◆ What this task involves: The following entries should be restated word for word, pictures excluded.

[Stored data entries]

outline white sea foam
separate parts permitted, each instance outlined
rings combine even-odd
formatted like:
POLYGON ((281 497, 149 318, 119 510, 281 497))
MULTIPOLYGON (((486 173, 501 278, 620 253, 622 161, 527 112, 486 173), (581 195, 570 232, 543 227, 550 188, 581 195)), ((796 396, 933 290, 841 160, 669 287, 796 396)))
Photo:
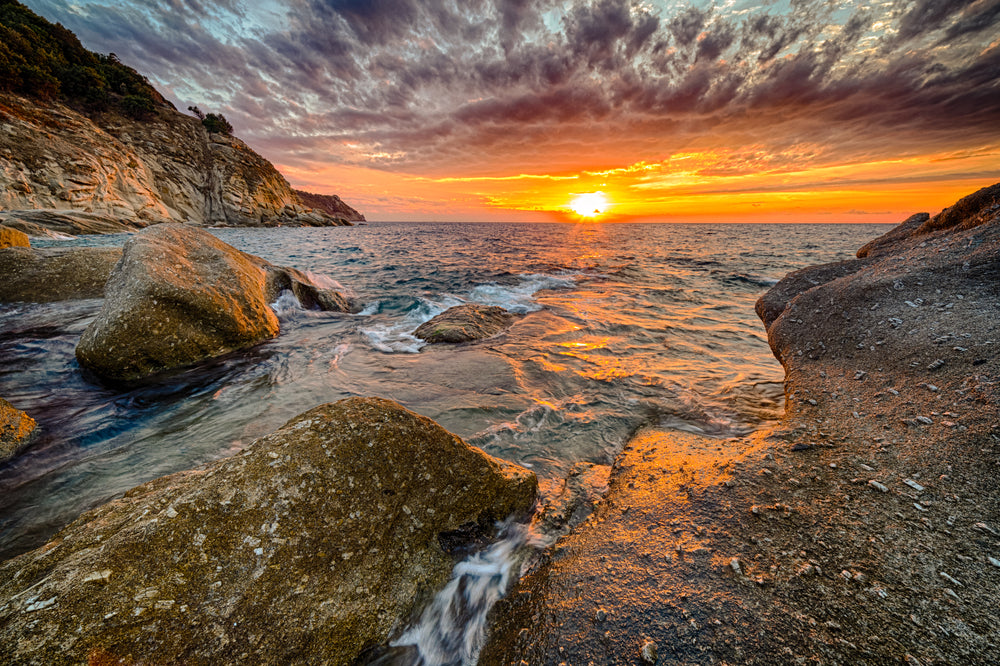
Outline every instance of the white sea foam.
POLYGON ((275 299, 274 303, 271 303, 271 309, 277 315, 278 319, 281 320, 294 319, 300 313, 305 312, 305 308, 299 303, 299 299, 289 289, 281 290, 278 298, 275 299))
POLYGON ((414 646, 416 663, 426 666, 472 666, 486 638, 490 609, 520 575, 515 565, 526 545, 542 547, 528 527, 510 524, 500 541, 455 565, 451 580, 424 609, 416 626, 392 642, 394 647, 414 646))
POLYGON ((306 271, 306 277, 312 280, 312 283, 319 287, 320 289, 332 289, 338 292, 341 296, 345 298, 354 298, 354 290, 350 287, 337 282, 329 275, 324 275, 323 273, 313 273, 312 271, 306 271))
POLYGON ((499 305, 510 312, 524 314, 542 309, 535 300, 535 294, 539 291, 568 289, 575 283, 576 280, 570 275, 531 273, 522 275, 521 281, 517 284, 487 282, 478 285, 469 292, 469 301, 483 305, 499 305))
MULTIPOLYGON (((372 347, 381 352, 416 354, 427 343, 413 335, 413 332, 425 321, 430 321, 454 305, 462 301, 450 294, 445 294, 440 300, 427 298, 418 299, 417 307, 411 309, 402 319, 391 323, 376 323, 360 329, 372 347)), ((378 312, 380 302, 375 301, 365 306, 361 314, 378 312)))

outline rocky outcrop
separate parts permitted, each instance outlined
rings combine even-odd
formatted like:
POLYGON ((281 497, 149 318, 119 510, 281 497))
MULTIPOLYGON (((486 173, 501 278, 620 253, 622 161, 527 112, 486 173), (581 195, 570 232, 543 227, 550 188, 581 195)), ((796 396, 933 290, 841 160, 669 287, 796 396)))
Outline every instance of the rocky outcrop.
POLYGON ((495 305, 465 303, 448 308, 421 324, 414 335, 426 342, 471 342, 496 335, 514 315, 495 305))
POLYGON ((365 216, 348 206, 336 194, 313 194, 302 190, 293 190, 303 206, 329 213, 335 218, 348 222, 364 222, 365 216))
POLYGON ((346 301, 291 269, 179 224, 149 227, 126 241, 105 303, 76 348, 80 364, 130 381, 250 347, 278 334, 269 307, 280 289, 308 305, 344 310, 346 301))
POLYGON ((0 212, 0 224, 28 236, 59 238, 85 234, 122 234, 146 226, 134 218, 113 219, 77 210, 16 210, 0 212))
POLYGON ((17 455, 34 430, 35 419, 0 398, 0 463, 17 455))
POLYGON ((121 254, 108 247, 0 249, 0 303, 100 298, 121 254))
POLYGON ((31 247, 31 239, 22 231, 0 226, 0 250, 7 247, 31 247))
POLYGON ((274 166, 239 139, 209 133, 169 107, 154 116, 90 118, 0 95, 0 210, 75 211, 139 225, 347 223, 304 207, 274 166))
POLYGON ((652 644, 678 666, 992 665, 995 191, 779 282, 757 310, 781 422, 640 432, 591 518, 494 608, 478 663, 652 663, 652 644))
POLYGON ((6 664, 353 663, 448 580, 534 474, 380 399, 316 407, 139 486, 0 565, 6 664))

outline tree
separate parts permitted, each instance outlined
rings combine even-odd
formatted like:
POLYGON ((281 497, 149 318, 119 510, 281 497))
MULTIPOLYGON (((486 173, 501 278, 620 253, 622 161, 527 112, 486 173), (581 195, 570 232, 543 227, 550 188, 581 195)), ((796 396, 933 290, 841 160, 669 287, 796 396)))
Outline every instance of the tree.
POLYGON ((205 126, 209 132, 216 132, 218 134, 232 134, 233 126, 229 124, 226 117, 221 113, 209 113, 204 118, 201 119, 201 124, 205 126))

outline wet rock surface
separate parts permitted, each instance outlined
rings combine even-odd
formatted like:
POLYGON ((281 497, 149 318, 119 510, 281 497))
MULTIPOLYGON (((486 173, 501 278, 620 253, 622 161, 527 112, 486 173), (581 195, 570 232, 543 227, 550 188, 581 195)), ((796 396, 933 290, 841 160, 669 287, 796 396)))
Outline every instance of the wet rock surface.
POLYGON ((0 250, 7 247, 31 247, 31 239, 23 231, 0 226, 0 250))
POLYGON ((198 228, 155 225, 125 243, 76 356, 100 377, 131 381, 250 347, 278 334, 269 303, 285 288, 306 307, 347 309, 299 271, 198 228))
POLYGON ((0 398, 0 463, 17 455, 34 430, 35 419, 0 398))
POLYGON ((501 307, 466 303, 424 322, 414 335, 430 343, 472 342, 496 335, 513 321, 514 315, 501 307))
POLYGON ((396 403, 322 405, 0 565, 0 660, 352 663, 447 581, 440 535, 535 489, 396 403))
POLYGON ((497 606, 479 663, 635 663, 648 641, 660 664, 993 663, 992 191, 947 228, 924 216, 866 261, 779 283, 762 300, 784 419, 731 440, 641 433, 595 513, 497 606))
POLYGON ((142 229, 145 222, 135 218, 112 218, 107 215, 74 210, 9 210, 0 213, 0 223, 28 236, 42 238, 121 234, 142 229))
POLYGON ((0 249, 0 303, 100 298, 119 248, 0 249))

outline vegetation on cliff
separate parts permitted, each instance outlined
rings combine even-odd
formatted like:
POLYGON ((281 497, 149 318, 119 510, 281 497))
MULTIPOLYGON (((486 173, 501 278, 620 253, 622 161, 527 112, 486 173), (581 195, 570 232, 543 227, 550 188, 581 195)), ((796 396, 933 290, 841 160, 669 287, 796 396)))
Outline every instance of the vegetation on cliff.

◆ Exercise response:
outline white sea foam
separate parts permitted, each instance outlined
rings combine even-odd
formatted like:
POLYGON ((281 497, 149 318, 119 510, 281 497))
MULTIPOLYGON (((486 173, 501 278, 620 253, 622 161, 527 112, 486 173), (581 195, 570 232, 543 227, 550 188, 581 195)), ((796 396, 933 290, 841 160, 669 287, 796 396)))
Photo:
Outline every instance of the white sea foam.
POLYGON ((275 299, 274 303, 271 303, 271 309, 277 315, 278 319, 281 320, 294 319, 300 313, 305 312, 305 308, 299 303, 299 299, 289 289, 281 290, 278 298, 275 299))
POLYGON ((414 646, 416 663, 426 666, 472 666, 486 638, 490 609, 520 575, 515 565, 526 545, 542 547, 528 527, 510 524, 500 541, 455 565, 451 580, 424 609, 416 626, 392 642, 394 647, 414 646))
POLYGON ((306 271, 306 277, 312 280, 312 283, 319 287, 320 289, 332 289, 338 292, 341 296, 345 298, 354 298, 354 290, 350 287, 337 282, 329 275, 324 275, 323 273, 313 273, 312 271, 306 271))
POLYGON ((499 305, 510 312, 524 314, 542 309, 535 300, 535 294, 539 291, 568 289, 575 283, 576 280, 570 275, 531 273, 522 275, 521 281, 517 284, 487 282, 478 285, 469 292, 469 301, 483 305, 499 305))
MULTIPOLYGON (((372 347, 381 352, 416 354, 427 343, 413 335, 413 332, 425 321, 430 321, 454 305, 462 301, 450 294, 445 294, 440 300, 427 298, 418 299, 417 307, 411 309, 402 319, 391 323, 376 323, 360 329, 372 347)), ((378 312, 380 302, 375 301, 365 306, 361 314, 378 312)))

outline rocky outcrop
separate parts permitted, each instance outlined
rings combine even-odd
formatted like:
POLYGON ((281 497, 149 318, 119 510, 281 497))
MULTIPOLYGON (((486 173, 501 278, 620 253, 622 161, 527 112, 486 173), (581 195, 570 232, 543 227, 550 188, 581 195)), ((796 396, 933 290, 841 160, 669 287, 796 396)))
Outline every instance of the rocky outcrop.
POLYGON ((495 305, 465 303, 448 308, 421 324, 414 335, 426 342, 471 342, 496 335, 514 315, 495 305))
POLYGON ((365 216, 348 206, 336 194, 313 194, 302 190, 293 190, 303 206, 329 213, 335 218, 348 222, 364 222, 365 216))
POLYGON ((346 301, 291 269, 179 224, 149 227, 126 241, 105 303, 76 348, 80 364, 130 381, 250 347, 278 334, 269 307, 280 289, 308 305, 344 310, 346 301))
POLYGON ((0 212, 0 224, 28 236, 59 238, 85 234, 122 234, 146 226, 134 218, 113 219, 77 210, 16 210, 0 212))
POLYGON ((17 455, 34 430, 35 419, 0 398, 0 463, 17 455))
POLYGON ((121 254, 108 247, 0 249, 0 303, 100 298, 121 254))
POLYGON ((31 247, 31 239, 22 231, 0 226, 0 250, 7 247, 31 247))
POLYGON ((274 166, 239 139, 209 133, 169 107, 154 116, 90 118, 0 95, 0 210, 75 211, 139 225, 347 223, 304 207, 274 166))
POLYGON ((652 644, 678 666, 992 665, 995 191, 779 282, 757 310, 781 422, 640 432, 591 518, 494 608, 478 663, 652 663, 652 644))
POLYGON ((6 664, 353 663, 448 580, 534 474, 380 399, 316 407, 139 486, 0 565, 6 664))

outline tree
separate parts permitted, each instance outlined
rings combine even-odd
formatted like:
POLYGON ((281 497, 149 318, 119 510, 281 497))
MULTIPOLYGON (((486 173, 501 278, 620 253, 622 161, 527 112, 486 173), (581 195, 570 232, 543 227, 550 188, 581 195)), ((796 396, 933 290, 841 160, 669 287, 796 396)))
Outline every instance of the tree.
POLYGON ((205 126, 209 132, 216 132, 218 134, 232 134, 233 126, 229 124, 226 117, 221 113, 209 113, 204 118, 201 119, 201 124, 205 126))

outline wet rock surface
separate parts permitted, each instance outlined
rings combine even-odd
formatted like:
POLYGON ((281 497, 149 318, 119 510, 281 497))
MULTIPOLYGON (((486 173, 501 278, 620 253, 622 161, 527 112, 486 173), (581 195, 570 232, 543 227, 550 188, 581 195)), ((796 396, 933 290, 841 160, 669 287, 796 396)))
Outline every instance of the wet rock surface.
POLYGON ((0 250, 7 247, 31 247, 31 239, 23 231, 0 226, 0 250))
POLYGON ((198 228, 155 225, 125 243, 76 356, 100 377, 131 381, 250 347, 278 334, 269 303, 285 288, 306 307, 347 309, 299 271, 198 228))
POLYGON ((0 398, 0 463, 17 455, 34 430, 35 419, 0 398))
POLYGON ((501 307, 466 303, 424 322, 414 335, 430 343, 472 342, 496 335, 513 321, 514 315, 501 307))
POLYGON ((396 403, 322 405, 0 565, 0 660, 352 663, 447 581, 440 535, 535 489, 396 403))
POLYGON ((497 606, 479 663, 635 663, 648 641, 660 664, 993 663, 992 191, 947 228, 924 216, 866 261, 779 283, 762 300, 784 419, 731 440, 641 433, 595 513, 497 606))
POLYGON ((142 229, 145 222, 135 218, 112 218, 107 215, 74 210, 9 210, 0 213, 0 223, 28 236, 42 238, 121 234, 142 229))
POLYGON ((0 249, 0 303, 100 298, 119 248, 0 249))

outline vegetation on cliff
separate parts permitted, each instance outlined
rings combine even-odd
formatted like:
POLYGON ((281 497, 149 318, 119 510, 281 497))
MULTIPOLYGON (((486 173, 501 278, 620 253, 622 161, 527 112, 486 173), (581 195, 570 232, 543 227, 550 188, 581 195)), ((796 396, 933 290, 841 160, 669 287, 796 396)))
Outline every instance of the vegetation on cliff.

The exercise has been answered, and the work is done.